Could you repeat every record exactly as it appears?

------

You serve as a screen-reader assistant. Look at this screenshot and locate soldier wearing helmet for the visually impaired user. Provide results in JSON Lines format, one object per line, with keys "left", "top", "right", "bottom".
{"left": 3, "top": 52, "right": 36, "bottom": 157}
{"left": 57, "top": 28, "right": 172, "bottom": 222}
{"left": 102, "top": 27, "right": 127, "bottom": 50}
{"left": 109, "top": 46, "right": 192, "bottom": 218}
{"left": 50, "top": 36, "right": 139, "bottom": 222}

------

### Written answer
You serve as a screen-reader assistant. Look at this screenshot and locate soldier wearing helmet for the visually impaired user. Provide results in JSON Lines format, one object per line, with keys "left", "top", "right", "bottom".
{"left": 3, "top": 52, "right": 36, "bottom": 157}
{"left": 57, "top": 28, "right": 172, "bottom": 222}
{"left": 102, "top": 27, "right": 127, "bottom": 50}
{"left": 109, "top": 46, "right": 192, "bottom": 218}
{"left": 50, "top": 36, "right": 139, "bottom": 222}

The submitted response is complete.